Problem to solve: Whenever the word "wall" turns up in a line of the data below, copy that line.

------------------------------------------------

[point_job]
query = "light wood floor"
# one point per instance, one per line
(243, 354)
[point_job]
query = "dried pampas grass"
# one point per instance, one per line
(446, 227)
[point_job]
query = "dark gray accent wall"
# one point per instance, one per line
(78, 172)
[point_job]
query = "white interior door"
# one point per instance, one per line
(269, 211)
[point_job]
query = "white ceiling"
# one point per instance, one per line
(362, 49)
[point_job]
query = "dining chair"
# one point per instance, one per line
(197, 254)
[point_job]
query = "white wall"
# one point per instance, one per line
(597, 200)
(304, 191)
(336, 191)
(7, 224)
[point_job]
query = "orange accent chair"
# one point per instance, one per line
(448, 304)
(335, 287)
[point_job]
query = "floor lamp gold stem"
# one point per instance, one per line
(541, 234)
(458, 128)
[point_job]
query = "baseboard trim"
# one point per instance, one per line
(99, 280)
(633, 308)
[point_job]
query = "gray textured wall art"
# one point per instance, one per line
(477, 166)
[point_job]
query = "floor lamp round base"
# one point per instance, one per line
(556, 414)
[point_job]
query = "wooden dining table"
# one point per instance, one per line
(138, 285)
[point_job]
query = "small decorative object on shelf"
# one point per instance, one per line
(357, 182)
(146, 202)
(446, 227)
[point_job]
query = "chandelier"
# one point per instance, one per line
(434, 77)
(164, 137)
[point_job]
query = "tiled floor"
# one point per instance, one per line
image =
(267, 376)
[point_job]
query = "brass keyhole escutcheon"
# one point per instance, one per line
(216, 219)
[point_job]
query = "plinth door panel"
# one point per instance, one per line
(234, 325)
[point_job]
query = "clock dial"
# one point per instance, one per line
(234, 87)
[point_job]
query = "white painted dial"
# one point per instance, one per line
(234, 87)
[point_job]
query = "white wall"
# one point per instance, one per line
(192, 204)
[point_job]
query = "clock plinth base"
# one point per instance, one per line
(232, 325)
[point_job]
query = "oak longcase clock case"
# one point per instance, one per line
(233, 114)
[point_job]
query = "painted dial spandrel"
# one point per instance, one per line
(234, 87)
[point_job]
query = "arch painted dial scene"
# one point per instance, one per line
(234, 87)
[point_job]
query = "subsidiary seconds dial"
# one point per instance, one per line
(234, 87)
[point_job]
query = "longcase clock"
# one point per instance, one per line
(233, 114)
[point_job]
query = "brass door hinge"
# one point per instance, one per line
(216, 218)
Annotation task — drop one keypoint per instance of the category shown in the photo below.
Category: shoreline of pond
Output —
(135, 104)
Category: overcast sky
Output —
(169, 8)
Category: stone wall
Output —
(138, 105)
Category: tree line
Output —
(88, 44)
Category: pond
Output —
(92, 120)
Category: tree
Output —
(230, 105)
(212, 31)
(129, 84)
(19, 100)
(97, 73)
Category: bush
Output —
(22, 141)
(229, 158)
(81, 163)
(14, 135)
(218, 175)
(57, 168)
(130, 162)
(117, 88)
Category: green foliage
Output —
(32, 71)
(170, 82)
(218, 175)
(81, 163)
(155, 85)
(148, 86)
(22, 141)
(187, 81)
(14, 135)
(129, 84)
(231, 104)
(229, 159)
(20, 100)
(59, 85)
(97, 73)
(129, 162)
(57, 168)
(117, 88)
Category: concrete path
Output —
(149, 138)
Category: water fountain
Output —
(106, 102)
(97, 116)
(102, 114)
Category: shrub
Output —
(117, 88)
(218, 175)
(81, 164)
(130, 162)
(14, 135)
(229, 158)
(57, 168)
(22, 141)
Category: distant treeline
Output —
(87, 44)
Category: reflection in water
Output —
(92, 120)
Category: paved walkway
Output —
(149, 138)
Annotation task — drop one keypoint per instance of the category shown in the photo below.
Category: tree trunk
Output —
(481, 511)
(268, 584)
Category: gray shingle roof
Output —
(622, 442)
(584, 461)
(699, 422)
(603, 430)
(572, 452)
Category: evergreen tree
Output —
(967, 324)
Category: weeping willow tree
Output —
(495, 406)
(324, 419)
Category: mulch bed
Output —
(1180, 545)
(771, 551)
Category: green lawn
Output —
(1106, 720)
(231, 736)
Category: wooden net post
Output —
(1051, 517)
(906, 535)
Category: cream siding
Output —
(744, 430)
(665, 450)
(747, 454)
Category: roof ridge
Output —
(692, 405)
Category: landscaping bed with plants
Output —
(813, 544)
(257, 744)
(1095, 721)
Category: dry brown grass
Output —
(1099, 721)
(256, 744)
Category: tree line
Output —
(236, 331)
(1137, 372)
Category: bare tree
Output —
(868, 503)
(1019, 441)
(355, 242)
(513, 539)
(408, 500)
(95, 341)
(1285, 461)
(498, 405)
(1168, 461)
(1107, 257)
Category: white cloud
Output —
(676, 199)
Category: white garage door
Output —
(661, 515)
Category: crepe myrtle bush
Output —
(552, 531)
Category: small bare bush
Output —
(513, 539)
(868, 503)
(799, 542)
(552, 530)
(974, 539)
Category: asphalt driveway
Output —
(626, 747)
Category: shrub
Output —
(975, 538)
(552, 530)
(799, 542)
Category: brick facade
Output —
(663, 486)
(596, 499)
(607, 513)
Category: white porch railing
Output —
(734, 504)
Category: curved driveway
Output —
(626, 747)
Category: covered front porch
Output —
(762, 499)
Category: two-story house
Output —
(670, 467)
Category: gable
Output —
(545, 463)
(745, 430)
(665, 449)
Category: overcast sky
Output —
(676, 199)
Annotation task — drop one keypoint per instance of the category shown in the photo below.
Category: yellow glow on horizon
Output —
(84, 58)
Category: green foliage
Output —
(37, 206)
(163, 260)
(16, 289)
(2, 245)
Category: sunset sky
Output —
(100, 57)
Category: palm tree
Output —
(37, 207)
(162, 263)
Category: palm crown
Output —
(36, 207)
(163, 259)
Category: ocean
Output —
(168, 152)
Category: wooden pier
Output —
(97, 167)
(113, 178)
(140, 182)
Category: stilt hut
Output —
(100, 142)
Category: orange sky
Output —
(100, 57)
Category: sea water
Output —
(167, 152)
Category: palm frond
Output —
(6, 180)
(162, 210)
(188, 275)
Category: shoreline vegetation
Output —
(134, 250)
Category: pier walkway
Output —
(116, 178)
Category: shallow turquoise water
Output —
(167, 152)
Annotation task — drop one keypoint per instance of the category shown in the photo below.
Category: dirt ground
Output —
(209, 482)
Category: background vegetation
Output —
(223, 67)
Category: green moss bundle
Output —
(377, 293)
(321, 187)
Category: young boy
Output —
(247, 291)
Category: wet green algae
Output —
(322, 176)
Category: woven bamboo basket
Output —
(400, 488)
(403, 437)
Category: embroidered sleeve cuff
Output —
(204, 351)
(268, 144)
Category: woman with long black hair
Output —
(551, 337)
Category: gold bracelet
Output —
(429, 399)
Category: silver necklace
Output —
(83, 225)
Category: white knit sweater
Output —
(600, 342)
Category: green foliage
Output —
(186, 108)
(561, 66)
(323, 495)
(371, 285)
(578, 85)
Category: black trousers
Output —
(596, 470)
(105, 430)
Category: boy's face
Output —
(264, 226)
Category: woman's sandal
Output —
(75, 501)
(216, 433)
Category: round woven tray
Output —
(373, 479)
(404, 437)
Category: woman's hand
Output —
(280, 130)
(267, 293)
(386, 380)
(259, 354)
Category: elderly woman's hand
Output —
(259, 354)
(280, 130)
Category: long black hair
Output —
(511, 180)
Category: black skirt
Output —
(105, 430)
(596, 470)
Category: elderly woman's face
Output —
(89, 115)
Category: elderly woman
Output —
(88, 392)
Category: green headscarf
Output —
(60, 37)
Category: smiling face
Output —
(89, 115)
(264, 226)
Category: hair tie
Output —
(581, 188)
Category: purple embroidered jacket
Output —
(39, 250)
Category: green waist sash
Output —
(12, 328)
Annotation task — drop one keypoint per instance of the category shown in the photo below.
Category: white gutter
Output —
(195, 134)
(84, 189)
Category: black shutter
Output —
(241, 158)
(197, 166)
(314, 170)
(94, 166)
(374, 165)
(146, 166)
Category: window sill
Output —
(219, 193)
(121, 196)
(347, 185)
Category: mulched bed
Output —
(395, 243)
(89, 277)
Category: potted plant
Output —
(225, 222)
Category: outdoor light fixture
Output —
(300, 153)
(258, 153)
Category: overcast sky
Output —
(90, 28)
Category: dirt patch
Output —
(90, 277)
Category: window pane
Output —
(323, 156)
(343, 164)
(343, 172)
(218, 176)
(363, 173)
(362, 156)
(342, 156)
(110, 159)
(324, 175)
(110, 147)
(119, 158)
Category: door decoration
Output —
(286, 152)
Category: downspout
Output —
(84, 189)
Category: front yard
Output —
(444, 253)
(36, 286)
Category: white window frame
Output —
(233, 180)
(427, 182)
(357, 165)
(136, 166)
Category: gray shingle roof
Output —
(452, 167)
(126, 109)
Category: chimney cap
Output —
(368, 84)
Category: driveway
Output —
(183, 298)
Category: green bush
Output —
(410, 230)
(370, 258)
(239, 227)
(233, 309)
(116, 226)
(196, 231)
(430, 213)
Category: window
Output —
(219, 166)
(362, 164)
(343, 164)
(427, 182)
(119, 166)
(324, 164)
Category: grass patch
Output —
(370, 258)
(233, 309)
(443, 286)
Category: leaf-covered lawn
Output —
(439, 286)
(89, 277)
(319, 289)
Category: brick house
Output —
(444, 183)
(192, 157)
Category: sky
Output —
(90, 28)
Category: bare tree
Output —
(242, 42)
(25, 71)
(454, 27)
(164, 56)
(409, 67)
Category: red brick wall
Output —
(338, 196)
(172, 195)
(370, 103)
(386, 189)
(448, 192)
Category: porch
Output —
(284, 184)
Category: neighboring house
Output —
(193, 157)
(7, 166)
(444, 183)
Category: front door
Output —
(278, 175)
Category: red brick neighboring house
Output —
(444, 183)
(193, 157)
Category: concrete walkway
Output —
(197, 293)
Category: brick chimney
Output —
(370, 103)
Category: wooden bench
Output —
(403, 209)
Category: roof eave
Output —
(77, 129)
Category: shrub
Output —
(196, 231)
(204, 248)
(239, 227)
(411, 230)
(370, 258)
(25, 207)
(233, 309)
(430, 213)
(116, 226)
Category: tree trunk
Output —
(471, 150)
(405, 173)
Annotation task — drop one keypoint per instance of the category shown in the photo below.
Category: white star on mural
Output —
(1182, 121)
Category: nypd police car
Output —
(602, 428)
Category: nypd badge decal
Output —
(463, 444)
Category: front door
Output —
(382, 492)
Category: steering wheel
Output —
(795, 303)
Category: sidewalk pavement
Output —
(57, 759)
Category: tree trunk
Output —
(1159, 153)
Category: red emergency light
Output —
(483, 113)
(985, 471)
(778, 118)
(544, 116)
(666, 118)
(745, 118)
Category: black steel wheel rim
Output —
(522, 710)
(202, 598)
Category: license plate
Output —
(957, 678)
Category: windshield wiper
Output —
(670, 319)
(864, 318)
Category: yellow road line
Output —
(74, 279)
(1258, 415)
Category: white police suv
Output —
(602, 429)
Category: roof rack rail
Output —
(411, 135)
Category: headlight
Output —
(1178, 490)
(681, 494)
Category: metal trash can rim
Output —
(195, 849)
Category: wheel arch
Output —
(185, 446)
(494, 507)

------------------------------------------------

Exercise answer:
query = "dark gray accent wall"
query = "white wall"
query = "gray textured wall art"
query = "white wall"
Category: stone wall
Category: red brick wall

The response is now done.